◆ **Given instruction 1**:
Extract from the linear operator post the passage from "Let $\displaystyle T: V" to "would be appreciated.", copying it word for word.

◆ **Document text**:

1. Linear operator proof

Let $\displaystyle T: V \longrightarrow V$ be a linear operator on a vector space of dimension 2. Assume that $\displaystyle T$ is not multiplication by a scalar. Prove that there is a vector $\displaystyle v\in V$ such that $\displaystyle (v, T(v))$ is a basis of $\displaystyle V$, and describe the matrix of $\displaystyle T$ with respect to that basis.

So I think I have a proof, any critique and suggestions would be appreciated.

◆ **Information given**:
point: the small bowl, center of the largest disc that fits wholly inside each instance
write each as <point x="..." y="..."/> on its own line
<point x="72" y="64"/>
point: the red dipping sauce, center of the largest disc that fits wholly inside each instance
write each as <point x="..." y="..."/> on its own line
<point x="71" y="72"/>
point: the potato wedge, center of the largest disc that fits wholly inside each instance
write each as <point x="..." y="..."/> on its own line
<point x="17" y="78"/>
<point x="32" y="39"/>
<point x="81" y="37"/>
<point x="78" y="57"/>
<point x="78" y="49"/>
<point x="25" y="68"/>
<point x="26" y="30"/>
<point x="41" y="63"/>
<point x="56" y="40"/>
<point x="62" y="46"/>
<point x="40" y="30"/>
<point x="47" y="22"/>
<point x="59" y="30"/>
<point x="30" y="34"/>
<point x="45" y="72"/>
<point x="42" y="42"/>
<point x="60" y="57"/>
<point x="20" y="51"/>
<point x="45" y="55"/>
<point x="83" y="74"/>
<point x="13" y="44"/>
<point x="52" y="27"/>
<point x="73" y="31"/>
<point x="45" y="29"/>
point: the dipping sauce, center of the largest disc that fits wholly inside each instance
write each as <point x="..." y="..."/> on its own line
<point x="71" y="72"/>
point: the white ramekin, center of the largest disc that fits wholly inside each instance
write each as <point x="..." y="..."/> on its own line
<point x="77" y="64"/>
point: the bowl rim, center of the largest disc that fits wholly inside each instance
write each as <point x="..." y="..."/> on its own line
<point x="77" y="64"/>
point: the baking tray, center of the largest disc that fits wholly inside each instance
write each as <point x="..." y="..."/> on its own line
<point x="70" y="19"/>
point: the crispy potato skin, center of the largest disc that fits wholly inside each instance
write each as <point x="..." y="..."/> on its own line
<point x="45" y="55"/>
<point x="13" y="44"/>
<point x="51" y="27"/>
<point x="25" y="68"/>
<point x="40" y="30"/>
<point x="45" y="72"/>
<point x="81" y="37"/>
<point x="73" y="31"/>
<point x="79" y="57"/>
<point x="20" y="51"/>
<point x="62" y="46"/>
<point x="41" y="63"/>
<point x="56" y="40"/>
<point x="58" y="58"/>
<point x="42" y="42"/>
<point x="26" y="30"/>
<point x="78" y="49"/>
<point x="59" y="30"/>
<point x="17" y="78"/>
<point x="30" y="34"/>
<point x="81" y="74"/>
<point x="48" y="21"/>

◆ **Given instruction 2**:
Find every line of the listing that contains the word "sauce", and copy each one in full. Case counts.

◆ **Task result 1**:
Let $\displaystyle T: V \longrightarrow V$ be a linear operator on a vector space of dimension 2. Assume that $\displaystyle T$ is not multiplication by a scalar. Prove that there is a vector $\displaystyle v\in V$ such that $\displaystyle (v, T(v))$ is a basis of $\displaystyle V$, and describe the matrix of $\displaystyle T$ with respect to that basis.

So I think I have a proof, any critique and suggestions would be appreciated.

◆ **Task result 2**:
point: the red dipping sauce, center of the largest disc that fits wholly inside each instance
point: the dipping sauce, center of the largest disc that fits wholly inside each instance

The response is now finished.